▸ Tekstfragment:
-------------------------

Berging van de F.VIII

De berging van de Fokker F-VIII Duif

28 februari 2001
Berging van Fokker F.VIII in jungle

Van onze binnenlandredactie
SCHIPHOL – Medewerkers van het Nationaal Luchtvaartmuseum Aviodome zijn deze week naar een indianenstam in het Amazonegebied in Venezuela vertrokken om een Fokker F.VIII uit 1927 te bergen.

Het gaat om De Duif, een passagierstoestel dat in de jaren twintig werd gebouwd en uit hout, linnen en metaal bestond. Hoewel het hout en het textiel zijn verdwenen, is de romp van staalbuis nog in redelijke staat. Ook de restanten van de twee motoren zijn nog aanwezig. De tien medewerkers willen de resten van het anderhalf jaar geleden ontdekte toestel naar Nederland overbrengen.

De Duif vloog van 1928 tot 1937 voor de KLM in Europa. Daarna gebruikte de KLM het toestel in Nederlands West-Indië (Suriname en de Nederlandse Antillen). Het vliegtuig werd in 1939 verkocht aan Venezuela. Binnen een maand kwam het in het oerwoud op een te kleine vliegstrip terecht. Eén vleugel raakte hierbij de grond, waarna het vliegtuig vlam vatte. Het toestel brandde uit en de bemanning wist na enkele weken de bewoonde wereld weer te bereiken.

Tip
Tot twee jaar geleden dachten luchtvaarthistorici dat er nergens ter wereld nog een vooroorlogs KLM-vliegtuig zou bestaan. Jarenlang werd aangenomen dat het toestel verloren was gegaan, totdat medewerkers van Aviodome in 1999 tijdens een museumconferentie in Washington een tip kregen van Venezolaanse collega's dat er nog steeds restanten van het toestel waren.

Zes maanden na de tip rustte het museum een zoekexpeditie van drie man uit. In Carácas vond men de piloot die de Fokker in 1939 had gevlogen. Dankzij zijn aanwijzingen slaagde men erin het gebied waar het vliegtuig lag door de lucht te bereiken.

Een behulpzaam opperhoofd van een lokale indianenstam was bereid de locatie van de Fokker aan te wijzen. Daarbij merkte de expeditie dat verschillende onderdelen uit het vliegtuig inmiddels door de indianen in gebruik waren genomen. De brandstoftanks van het vliegtuig werden gebruikt om een inheems soort bier te brouwen. Het stamhoofd had zelf de pilotenstoel als trofee in zijn hut staan. Het Aviodome hoopt ook deze onderdelen mee te nemen. In ruil krijgen de indianen nieuwe tanks om bier te brouwen.

-------------------------

▸ Gegevensdeel:
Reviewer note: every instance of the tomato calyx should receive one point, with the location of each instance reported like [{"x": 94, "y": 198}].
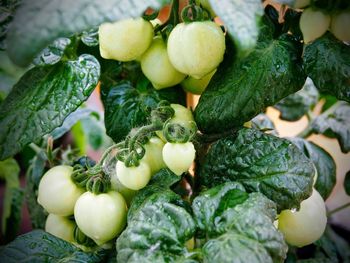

-------------------------

▸ Werkopdracht 1:
Zet de alinea uit het tekstfragment die begint met "De Duif vloog van 1928" om in een korte opsomming met de belangrijkste feiten.
▸ Werkopdracht 2:
Herhaal alsjeblieft uit het tekstfragment woord voor woord alles van "Berging van de F.VIII" tot en met "1927 te bergen.".
▸ Werkopdracht 3:
Beantwoord de volgende vragen aan de hand van het tekstfragment.
(a) Hoeveel medewerkers willen de resten van het toestel naar Nederland overbrengen?
(b) In welke stad kregen medewerkers van Aviodome in 1999 de tip over de restanten?
(c) Waarvoor gebruikten de indianen de brandstoftanks van het vliegtuig?

▸ Antwoordvak 1:
- De Duif vloog van 1928 tot 1937 voor de KLM in Europa.
- Daarna gebruikte de KLM het toestel in Nederlands West-Indië (Suriname en de Nederlandse Antillen).
- In 1939 werd het vliegtuig aan Venezuela verkocht.
- Binnen een maand kwam het in het oerwoud op een te kleine vliegstrip terecht. Daarbij raakte een vleugel de grond, vatte het vliegtuig vlam en brandde het uit.
- De bemanning bereikte na enkele weken weer de bewoonde wereld.

▸ Antwoordvak 2:
Berging van de F.VIII

De berging van de Fokker F-VIII Duif

28 februari 2001
Berging van Fokker F.VIII in jungle

Van onze binnenlandredactie
SCHIPHOL – Medewerkers van het Nationaal Luchtvaartmuseum Aviodome zijn deze week naar een indianenstam in het Amazonegebied in Venezuela vertrokken om een Fokker F.VIII uit 1927 te bergen.

▸ Antwoordvak 3:
(a) Tien.
(b) In Washington.
(c) Om een inheems soort bier te brouwen.